Entries taken from a collection:
· · · · ·

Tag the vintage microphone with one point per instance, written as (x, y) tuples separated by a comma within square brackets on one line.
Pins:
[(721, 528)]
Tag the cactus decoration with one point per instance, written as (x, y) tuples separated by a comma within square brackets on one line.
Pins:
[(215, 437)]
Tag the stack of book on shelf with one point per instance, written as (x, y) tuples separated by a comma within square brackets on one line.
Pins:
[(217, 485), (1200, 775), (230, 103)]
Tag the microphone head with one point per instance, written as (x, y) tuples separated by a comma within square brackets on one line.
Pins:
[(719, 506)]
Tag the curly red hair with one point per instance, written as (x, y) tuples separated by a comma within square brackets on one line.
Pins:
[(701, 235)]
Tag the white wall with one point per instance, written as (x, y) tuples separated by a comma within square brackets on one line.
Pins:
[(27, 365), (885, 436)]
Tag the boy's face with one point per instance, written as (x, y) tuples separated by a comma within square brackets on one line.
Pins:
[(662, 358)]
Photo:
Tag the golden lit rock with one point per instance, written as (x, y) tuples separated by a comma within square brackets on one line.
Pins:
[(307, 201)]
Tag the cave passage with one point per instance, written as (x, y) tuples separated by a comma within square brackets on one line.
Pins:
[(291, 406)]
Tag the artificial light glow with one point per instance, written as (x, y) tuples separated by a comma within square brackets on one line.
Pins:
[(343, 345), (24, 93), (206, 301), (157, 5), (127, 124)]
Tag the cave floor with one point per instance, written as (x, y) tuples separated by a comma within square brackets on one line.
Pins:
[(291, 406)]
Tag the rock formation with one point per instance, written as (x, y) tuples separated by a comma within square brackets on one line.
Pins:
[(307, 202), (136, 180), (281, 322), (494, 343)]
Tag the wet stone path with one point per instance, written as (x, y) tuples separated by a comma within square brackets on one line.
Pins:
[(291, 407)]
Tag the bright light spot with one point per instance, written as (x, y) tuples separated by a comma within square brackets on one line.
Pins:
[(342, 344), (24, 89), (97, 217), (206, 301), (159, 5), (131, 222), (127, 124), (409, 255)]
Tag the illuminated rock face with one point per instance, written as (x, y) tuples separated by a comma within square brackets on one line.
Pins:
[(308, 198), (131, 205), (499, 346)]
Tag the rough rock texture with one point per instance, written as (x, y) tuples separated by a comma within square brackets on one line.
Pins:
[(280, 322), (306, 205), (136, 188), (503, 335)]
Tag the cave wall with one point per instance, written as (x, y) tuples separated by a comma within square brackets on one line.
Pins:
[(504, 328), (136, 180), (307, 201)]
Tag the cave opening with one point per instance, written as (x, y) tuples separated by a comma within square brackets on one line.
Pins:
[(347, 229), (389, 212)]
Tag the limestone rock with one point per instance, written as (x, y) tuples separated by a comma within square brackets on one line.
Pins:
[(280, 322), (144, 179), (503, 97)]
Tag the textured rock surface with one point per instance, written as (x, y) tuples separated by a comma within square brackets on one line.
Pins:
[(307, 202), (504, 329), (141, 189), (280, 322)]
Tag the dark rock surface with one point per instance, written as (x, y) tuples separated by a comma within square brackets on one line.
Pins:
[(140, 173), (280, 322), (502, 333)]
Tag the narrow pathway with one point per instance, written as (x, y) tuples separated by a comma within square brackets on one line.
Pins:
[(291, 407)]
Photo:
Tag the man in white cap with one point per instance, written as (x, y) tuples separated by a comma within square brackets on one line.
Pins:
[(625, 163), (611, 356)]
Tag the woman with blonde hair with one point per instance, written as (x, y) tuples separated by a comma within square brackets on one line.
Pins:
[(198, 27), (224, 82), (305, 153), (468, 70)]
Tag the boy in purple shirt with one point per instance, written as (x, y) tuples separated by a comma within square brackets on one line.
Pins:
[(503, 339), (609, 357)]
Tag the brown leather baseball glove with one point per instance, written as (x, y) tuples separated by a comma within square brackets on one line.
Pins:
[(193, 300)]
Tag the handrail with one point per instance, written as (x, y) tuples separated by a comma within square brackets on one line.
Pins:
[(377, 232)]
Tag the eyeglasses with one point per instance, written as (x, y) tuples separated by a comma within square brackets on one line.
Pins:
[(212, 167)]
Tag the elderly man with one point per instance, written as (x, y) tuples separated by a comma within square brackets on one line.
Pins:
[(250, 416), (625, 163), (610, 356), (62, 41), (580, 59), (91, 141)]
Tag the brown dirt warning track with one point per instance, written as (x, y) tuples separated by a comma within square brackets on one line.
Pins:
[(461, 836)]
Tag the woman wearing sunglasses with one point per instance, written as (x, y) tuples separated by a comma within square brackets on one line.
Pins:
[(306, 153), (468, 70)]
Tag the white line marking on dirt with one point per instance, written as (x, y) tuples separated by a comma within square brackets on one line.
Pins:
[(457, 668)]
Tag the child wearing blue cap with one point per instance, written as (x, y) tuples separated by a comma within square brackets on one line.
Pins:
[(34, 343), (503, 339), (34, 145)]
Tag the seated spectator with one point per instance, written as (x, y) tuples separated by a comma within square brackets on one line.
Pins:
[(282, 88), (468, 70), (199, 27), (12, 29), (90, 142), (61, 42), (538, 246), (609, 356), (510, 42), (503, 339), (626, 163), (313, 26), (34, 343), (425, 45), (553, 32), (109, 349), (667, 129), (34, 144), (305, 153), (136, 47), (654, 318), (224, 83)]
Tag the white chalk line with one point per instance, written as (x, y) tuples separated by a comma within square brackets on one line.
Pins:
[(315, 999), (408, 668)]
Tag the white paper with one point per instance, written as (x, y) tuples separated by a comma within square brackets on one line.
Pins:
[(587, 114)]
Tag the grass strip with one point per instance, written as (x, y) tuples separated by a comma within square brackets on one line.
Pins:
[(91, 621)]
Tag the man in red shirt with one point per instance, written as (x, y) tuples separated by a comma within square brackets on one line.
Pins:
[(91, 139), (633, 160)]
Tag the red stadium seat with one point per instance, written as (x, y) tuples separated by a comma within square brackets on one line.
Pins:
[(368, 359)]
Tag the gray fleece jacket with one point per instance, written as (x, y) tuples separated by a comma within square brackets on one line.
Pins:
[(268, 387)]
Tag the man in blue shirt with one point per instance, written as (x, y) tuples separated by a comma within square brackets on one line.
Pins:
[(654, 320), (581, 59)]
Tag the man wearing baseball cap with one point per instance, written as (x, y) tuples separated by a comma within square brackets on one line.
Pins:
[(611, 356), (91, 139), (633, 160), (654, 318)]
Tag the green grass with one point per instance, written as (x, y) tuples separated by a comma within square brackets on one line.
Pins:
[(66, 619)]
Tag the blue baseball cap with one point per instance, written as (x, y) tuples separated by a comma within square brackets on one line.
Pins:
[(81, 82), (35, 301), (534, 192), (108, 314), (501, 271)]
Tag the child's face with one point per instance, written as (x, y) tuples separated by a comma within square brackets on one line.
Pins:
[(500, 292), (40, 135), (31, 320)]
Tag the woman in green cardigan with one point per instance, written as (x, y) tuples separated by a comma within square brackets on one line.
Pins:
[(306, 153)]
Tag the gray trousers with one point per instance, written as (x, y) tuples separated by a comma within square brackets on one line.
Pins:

· · · · ·

■ **Aim of the exercise**: Every line holding the string "grass" should be copied here, so please find those lines in the data.

■ **Exercise solution**:
Tag the grass strip with one point per instance, written as (x, y) tuples separated by a comma within square brackets on one line.
Tag the green grass with one point per instance, written as (x, y) tuples separated by a comma within square brackets on one line.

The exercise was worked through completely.